- Work to be completed -
Arrange the lines below as a Markdown table with the columns Row and Line, starting at the line that contains "Where is the gochujang" and running through the final line, with both ends included and blank lines skipped.

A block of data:
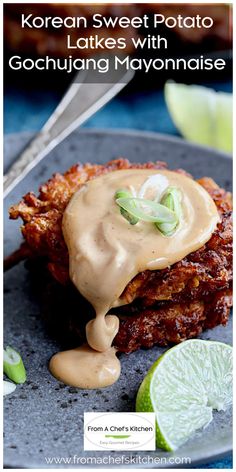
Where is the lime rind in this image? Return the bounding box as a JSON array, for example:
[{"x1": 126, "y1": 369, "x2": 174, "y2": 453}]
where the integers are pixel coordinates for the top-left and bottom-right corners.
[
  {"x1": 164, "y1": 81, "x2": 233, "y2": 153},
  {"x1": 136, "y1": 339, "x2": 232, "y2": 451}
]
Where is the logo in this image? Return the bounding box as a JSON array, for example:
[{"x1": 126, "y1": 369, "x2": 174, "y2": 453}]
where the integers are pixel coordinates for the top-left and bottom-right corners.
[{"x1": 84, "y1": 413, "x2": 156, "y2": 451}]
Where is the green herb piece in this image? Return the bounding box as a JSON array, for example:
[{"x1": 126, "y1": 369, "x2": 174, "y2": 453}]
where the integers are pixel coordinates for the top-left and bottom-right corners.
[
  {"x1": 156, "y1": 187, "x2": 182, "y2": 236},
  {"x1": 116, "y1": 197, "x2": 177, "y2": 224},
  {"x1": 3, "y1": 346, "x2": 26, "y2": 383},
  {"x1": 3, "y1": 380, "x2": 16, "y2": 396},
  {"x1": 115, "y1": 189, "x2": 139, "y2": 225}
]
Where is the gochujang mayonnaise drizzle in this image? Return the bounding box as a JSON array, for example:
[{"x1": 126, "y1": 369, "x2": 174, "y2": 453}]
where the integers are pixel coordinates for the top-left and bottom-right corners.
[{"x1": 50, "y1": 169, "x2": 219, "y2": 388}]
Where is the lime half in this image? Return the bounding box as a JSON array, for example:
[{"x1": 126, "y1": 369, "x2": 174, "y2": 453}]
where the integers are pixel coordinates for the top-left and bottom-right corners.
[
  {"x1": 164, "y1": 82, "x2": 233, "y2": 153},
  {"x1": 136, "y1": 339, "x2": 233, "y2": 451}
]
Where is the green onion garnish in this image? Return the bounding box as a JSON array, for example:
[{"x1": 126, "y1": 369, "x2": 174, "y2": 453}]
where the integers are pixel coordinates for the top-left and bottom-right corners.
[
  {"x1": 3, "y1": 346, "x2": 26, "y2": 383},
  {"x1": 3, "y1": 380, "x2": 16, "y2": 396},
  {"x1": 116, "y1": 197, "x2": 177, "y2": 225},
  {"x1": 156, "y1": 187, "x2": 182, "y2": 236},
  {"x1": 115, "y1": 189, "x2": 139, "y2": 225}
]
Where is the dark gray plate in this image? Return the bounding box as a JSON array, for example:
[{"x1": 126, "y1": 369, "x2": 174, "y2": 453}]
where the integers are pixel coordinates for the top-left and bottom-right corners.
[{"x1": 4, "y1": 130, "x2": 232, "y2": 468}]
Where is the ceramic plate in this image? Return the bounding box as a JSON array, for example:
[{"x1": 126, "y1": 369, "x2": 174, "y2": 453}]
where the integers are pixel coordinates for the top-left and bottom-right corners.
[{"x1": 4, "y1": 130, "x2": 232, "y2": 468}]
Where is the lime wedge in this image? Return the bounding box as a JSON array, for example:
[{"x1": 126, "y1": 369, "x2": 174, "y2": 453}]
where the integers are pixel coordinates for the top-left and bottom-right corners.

- Completed task -
| Row | Line |
|---|---|
| 1 | Where is the gochujang mayonnaise drizzle in this image? Return the bounding box as a JSON array, for example: |
| 2 | [{"x1": 126, "y1": 369, "x2": 174, "y2": 453}] |
| 3 | where the integers are pixel coordinates for the top-left and bottom-right corners. |
| 4 | [{"x1": 50, "y1": 169, "x2": 219, "y2": 388}] |
| 5 | Where is the lime half in this image? Return the bounding box as a JSON array, for example: |
| 6 | [{"x1": 126, "y1": 369, "x2": 174, "y2": 453}] |
| 7 | where the integers are pixel coordinates for the top-left and bottom-right corners. |
| 8 | [ |
| 9 |   {"x1": 164, "y1": 82, "x2": 233, "y2": 153}, |
| 10 |   {"x1": 136, "y1": 339, "x2": 233, "y2": 451} |
| 11 | ] |
| 12 | Where is the green onion garnish in this image? Return the bounding box as a JSON array, for example: |
| 13 | [{"x1": 126, "y1": 369, "x2": 174, "y2": 453}] |
| 14 | where the integers are pixel coordinates for the top-left and bottom-right corners. |
| 15 | [ |
| 16 |   {"x1": 3, "y1": 346, "x2": 26, "y2": 383}, |
| 17 |   {"x1": 3, "y1": 380, "x2": 16, "y2": 396}, |
| 18 |   {"x1": 116, "y1": 197, "x2": 177, "y2": 225}, |
| 19 |   {"x1": 156, "y1": 187, "x2": 182, "y2": 236}, |
| 20 |   {"x1": 115, "y1": 189, "x2": 139, "y2": 225} |
| 21 | ] |
| 22 | Where is the dark gray plate in this image? Return the bounding box as a JSON array, for example: |
| 23 | [{"x1": 126, "y1": 369, "x2": 174, "y2": 453}] |
| 24 | where the integers are pixel coordinates for the top-left and bottom-right corners. |
| 25 | [{"x1": 4, "y1": 130, "x2": 232, "y2": 468}] |
| 26 | Where is the ceramic plate in this image? Return the bounding box as a JSON array, for example: |
| 27 | [{"x1": 126, "y1": 369, "x2": 174, "y2": 453}] |
| 28 | where the integers are pixel coordinates for the top-left and bottom-right corners. |
| 29 | [{"x1": 4, "y1": 130, "x2": 232, "y2": 468}] |
| 30 | Where is the lime wedge in this image? Return the bounding box as a JSON array, for example: |
| 31 | [{"x1": 126, "y1": 369, "x2": 174, "y2": 453}] |
| 32 | where the integers are pixel coordinates for the top-left and bottom-right corners. |